Task to complete —
Count the lines in the records below that contain the word "monitor", and reply with only that number.
━━━━━━
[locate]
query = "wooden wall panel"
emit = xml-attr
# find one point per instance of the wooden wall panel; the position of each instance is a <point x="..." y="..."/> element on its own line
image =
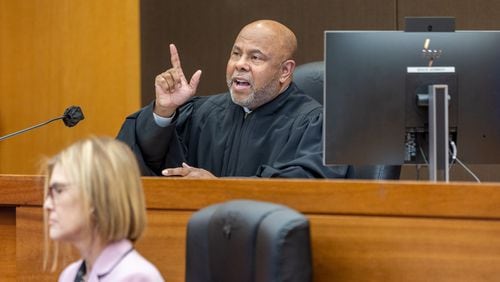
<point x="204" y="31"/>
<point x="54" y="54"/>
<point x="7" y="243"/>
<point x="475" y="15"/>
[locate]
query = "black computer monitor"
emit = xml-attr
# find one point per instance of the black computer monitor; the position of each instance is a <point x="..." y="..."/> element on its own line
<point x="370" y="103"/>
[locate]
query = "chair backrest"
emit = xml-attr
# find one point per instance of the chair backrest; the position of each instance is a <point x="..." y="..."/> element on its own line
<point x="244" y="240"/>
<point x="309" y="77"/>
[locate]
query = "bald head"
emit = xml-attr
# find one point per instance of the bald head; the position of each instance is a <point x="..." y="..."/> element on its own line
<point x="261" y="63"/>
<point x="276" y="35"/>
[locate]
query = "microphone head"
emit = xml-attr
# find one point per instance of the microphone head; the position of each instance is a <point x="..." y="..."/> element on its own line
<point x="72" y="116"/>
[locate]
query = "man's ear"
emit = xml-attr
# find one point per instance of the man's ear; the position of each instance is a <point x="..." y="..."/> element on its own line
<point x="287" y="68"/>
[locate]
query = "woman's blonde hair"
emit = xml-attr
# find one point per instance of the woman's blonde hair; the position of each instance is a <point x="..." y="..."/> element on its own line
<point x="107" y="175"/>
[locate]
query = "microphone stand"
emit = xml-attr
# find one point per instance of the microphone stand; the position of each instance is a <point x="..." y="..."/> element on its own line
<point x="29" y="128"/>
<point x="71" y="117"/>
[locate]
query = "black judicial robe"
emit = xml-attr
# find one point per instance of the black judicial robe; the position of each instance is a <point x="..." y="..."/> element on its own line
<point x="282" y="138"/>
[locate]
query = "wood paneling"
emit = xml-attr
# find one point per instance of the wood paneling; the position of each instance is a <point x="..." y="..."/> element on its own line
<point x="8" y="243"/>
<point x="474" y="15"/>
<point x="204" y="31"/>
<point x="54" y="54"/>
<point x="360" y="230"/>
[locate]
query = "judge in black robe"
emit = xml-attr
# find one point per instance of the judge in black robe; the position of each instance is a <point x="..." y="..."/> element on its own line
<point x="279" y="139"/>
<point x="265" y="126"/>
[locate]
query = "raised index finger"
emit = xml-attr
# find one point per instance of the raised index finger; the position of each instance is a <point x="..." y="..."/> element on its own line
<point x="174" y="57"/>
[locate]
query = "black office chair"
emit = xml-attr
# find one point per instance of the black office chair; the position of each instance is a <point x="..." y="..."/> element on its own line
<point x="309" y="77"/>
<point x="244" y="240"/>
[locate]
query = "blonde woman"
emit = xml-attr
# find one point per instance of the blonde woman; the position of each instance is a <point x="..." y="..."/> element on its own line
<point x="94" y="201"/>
━━━━━━
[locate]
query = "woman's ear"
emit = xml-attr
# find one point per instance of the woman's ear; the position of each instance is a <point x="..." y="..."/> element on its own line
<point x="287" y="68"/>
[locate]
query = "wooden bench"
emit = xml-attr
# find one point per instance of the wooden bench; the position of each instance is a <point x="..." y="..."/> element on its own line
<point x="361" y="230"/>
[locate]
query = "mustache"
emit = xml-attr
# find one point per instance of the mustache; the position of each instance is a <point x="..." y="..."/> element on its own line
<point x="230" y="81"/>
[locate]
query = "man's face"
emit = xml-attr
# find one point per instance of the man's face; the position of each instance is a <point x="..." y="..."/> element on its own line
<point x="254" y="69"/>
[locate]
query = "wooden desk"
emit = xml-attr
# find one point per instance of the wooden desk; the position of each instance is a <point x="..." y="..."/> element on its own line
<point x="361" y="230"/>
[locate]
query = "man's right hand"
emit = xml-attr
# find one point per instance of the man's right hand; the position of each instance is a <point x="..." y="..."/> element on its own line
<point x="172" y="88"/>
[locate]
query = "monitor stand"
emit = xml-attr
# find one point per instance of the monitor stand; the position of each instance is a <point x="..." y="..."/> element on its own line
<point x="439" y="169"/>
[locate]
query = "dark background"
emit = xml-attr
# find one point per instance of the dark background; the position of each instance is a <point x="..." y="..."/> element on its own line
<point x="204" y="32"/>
━━━━━━
Full response —
4